WORK REQUIRED:
Copy every entry word for word. Skip the pictures.

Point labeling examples
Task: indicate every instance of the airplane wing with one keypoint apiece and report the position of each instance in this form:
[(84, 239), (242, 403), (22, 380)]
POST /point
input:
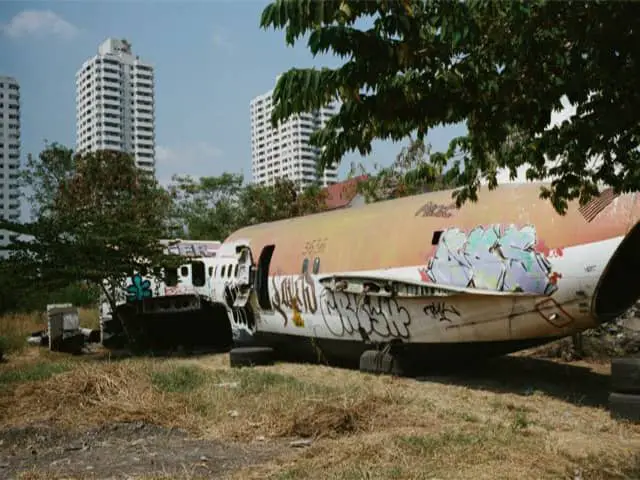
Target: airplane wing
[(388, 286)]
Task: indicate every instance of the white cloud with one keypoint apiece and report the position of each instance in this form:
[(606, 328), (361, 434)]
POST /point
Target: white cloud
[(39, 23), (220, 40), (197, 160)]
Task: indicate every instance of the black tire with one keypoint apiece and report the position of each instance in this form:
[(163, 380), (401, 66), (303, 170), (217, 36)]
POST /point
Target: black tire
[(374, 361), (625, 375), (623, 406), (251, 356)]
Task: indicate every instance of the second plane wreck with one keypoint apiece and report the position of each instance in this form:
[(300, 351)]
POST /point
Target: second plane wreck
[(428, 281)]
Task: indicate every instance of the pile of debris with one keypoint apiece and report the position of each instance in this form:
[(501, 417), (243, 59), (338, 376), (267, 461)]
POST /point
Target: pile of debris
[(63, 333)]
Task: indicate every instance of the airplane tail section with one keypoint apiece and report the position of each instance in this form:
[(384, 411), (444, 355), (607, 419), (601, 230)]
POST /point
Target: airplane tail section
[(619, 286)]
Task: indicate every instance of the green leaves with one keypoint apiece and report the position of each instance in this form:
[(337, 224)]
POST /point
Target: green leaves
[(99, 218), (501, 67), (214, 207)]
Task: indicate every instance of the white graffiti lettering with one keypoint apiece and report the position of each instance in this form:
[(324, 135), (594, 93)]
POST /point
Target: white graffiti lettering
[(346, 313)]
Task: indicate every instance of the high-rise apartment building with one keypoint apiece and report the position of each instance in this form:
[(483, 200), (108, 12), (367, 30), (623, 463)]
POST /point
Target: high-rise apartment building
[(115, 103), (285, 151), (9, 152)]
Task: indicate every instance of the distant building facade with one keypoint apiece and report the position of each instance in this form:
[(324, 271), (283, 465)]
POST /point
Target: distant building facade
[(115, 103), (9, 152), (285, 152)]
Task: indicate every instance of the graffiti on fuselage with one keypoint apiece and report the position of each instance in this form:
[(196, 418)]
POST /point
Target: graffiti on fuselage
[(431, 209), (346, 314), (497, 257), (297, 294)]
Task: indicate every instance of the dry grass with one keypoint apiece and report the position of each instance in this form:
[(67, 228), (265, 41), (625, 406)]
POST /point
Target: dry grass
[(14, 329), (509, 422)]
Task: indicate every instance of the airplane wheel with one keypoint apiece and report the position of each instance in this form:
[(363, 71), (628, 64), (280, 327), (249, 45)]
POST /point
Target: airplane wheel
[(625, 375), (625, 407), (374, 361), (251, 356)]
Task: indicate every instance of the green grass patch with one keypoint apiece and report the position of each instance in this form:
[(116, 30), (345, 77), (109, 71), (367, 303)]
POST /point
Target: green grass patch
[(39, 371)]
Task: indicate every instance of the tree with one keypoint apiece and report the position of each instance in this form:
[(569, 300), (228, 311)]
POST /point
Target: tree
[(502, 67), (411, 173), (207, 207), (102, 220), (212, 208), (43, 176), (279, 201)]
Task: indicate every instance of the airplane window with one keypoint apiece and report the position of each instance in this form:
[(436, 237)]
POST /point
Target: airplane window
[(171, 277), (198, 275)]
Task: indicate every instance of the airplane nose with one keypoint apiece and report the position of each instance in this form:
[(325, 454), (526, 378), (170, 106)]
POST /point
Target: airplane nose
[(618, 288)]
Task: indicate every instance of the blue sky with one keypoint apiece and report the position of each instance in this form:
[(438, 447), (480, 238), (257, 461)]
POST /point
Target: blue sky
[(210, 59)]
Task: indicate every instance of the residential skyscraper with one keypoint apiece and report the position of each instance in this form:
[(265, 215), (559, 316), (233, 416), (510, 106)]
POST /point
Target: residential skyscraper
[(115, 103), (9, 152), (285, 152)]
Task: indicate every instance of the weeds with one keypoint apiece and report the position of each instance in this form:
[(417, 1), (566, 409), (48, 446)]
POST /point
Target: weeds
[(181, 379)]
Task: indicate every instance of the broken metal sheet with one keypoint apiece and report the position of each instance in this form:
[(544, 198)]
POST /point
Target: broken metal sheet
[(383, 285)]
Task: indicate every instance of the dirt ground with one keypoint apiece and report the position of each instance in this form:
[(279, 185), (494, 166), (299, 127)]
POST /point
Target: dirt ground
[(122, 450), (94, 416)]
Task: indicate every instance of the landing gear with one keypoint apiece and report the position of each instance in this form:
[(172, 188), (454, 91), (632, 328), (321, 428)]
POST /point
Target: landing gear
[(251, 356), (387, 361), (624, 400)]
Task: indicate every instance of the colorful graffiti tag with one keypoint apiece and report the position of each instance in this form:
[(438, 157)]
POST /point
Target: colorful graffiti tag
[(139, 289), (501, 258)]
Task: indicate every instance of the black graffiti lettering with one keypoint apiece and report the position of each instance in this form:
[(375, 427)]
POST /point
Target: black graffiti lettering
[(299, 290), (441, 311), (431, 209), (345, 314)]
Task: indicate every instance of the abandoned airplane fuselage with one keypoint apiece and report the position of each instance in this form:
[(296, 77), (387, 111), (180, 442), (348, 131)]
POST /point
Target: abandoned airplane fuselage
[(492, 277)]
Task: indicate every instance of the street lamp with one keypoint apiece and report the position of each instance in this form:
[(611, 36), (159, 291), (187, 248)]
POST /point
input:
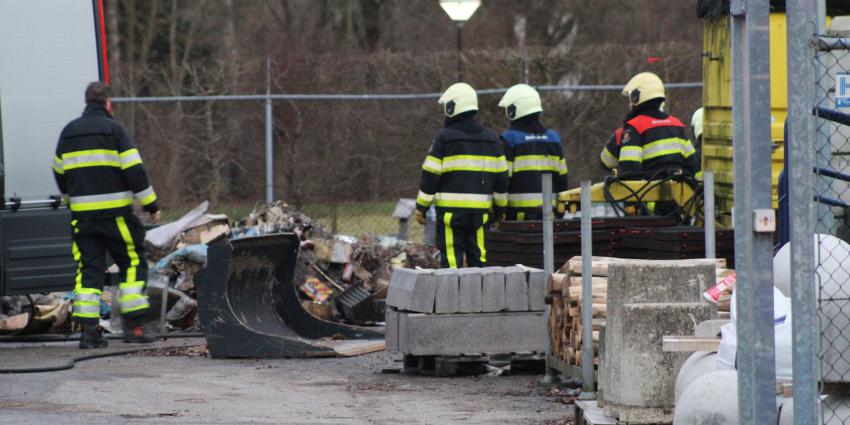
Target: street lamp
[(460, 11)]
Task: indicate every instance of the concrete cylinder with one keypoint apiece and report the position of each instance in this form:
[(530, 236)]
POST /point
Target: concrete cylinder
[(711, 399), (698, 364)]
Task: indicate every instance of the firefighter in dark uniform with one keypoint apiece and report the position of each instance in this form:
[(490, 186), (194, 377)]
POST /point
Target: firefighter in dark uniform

RESPONSE TO THE TASK:
Task: indicate every instance of the airplane wing with one keypoint apiece and report the position of each instance in this form:
[(84, 239), (242, 403), (22, 380)]
POST /point
input:
Target: airplane wing
[(388, 286)]
Task: indicate every instance of the white cloud with one keypoint apiece and report the position of each instance in this form:
[(606, 328), (361, 434)]
POST /point
Target: white cloud
[(39, 23), (220, 40), (197, 160)]
Task: indicate every instance of the black tire with one keypoint apiece and report the position of each instance in this form:
[(163, 380), (401, 66), (303, 170), (217, 36)]
POST /point
Target: black tire
[(374, 361), (625, 375), (623, 406), (251, 356)]
Task: indicate every instance of the second plane wreck with one keypoint apiece and report the position of each instance in this form:
[(300, 351)]
POST /point
Target: second plane wreck
[(428, 281)]
Task: indicate every instance of the pile of debris with one keypoint apiece and report the position of each instance in this form:
[(501, 417), (243, 59), (338, 376), (267, 461)]
POST /point
Target: pile of debris
[(63, 333)]
Task: indicate every instance of the airplane tail section with one keypoint apiece and report the position of each instance in this form:
[(384, 411), (444, 355), (607, 419), (601, 230)]
POST /point
Target: airplane tail section
[(619, 286)]
Task: indicate every instance of the green leaves with one keypoint apiece and report the position of each instance in this form:
[(337, 224)]
POST /point
Target: green leaves
[(99, 218), (501, 67), (214, 207)]
Task: indicate every instance of the white graffiti lettering with one keypoint apiece and report the position of each instance in this form:
[(324, 135), (594, 93)]
POST /point
Target: white graffiti lettering
[(346, 313)]
Task: indicate every instance of the high-rise apartment building with one keypoint apiece and report the position of each instance in this form:
[(483, 200), (108, 12), (367, 30), (623, 463)]
POST /point
Target: high-rise apartment building
[(115, 103), (285, 151), (9, 152)]
Task: indicate every instance of the distant building facade with one keypoint apiece and report the position of each instance in this form:
[(324, 271), (283, 465)]
POST /point
Target: distant building facade
[(115, 103), (9, 152), (285, 152)]
Task: indicate every instance of the graffiti on fuselage with one keypoint apiece and report the position of each instance in this form:
[(196, 418)]
POST /point
Target: graffiti on fuselage
[(431, 209), (346, 314), (497, 257), (297, 294)]
Task: indicate every instance of the dry grass with one keypoint apiece and report the position of each instance in this form:
[(67, 228), (265, 41), (625, 406)]
POST /point
Target: dry grass
[(14, 329), (509, 422)]
Task: indicate every instance of the airplane wheel with one keypoint apiece and report the position of each instance in this form:
[(363, 71), (628, 64), (280, 327), (249, 45)]
POST /point
Target: airplane wheel
[(625, 375), (625, 407), (374, 361), (251, 356)]
Task: indicate every instance of the green grass patch with one keypoint apiece and report the position of each instance in this form:
[(116, 30), (345, 77), (109, 71), (367, 303)]
POST /point
Target: green grass patch
[(39, 371)]
Task: indicate every instance of the tree with one keypoint apiece and report the position of each instance in this form:
[(569, 300), (228, 311)]
POST /point
Target: tree
[(502, 67), (411, 173), (207, 207), (102, 220), (212, 208), (43, 176), (279, 201)]
Task: indicate every instance of the airplane window with one keypoint apiece and report the position of each instance in this form:
[(436, 237)]
POST /point
Target: airplane window
[(171, 277), (198, 275)]
Task: indicate every instance of the airplane nose with one keypoint apiece and report the position of each instance in this form:
[(325, 454), (526, 378), (170, 106)]
POST /point
Target: airplane nose
[(618, 288)]
Task: indicate every instance of the blue sky with one keypoint apiece and report the position of each instance in this form:
[(438, 447), (480, 238), (257, 461)]
POST /point
Target: blue sky
[(210, 59)]
Task: indicate every instance of the residential skyscraper with one keypoint apiece and report the position of each instance in this form:
[(265, 215), (559, 316), (233, 416), (510, 106)]
POST /point
Target: residential skyscraper
[(115, 103), (9, 152), (285, 152)]
Task: indicate every instance of the weeds with one keypoint apiece and report the position of each instance in this form:
[(417, 1), (566, 409), (48, 446)]
POST /point
Target: weeds
[(181, 379)]
Task: indicate every instance of the broken metal sheet with one keypoint apiece and report the position of each instance in this form:
[(544, 198)]
POST /point
Target: broken metal sheet
[(383, 285)]
Task: indicate every instance of the dirt ground with one keypoint apiece and report the position of each instance in this form:
[(279, 185), (494, 166), (299, 127)]
POST /point
Target: dirt ground
[(122, 450), (94, 416)]
Task: indicate every instance of the landing gear with one keypoint apiece and report the position of each instance in this form:
[(172, 188), (454, 91), (632, 328), (321, 428)]
POST /point
Target: landing gear
[(251, 356), (387, 361), (624, 400)]
Task: indicate every instance of the colorful graffiti tag with one keypoint apiece and report the position of each instance in this form:
[(438, 157)]
POST /point
Target: colorful graffiti tag
[(139, 289), (501, 258)]
Task: indicate every instance of the black graffiti lettering with one keypoint apiece and report the position of each instance in this form:
[(375, 427)]
POST /point
Target: black graffiti lettering
[(299, 290), (441, 311), (431, 209), (345, 314)]
Task: indicate every instance of the abandoned airplane fuselage with one keypoint apiece and report the position of each instance in this form:
[(296, 77), (387, 111), (180, 442), (348, 131)]
POST /point
Target: abandoned airplane fuselage
[(492, 277)]
Task: indicate every instance of the street lamp with one keypoint apiece and report the position of each instance in this form:
[(611, 36), (159, 291), (187, 248)]
POST /point
input:
Target: street lamp
[(460, 11)]
Task: indicate every instance of the concrete cylinder with one keypoint apiece and report the position of each instance in this form:
[(530, 236)]
POST /point
Target: concrete cylinder
[(711, 399), (698, 364)]
Task: indicate every instance of the firefighter in dark uniform with one keypoint apiece and report the position of each instance in this form:
[(490, 186), (194, 377)]
POST /point
Target: firefighter in dark uniform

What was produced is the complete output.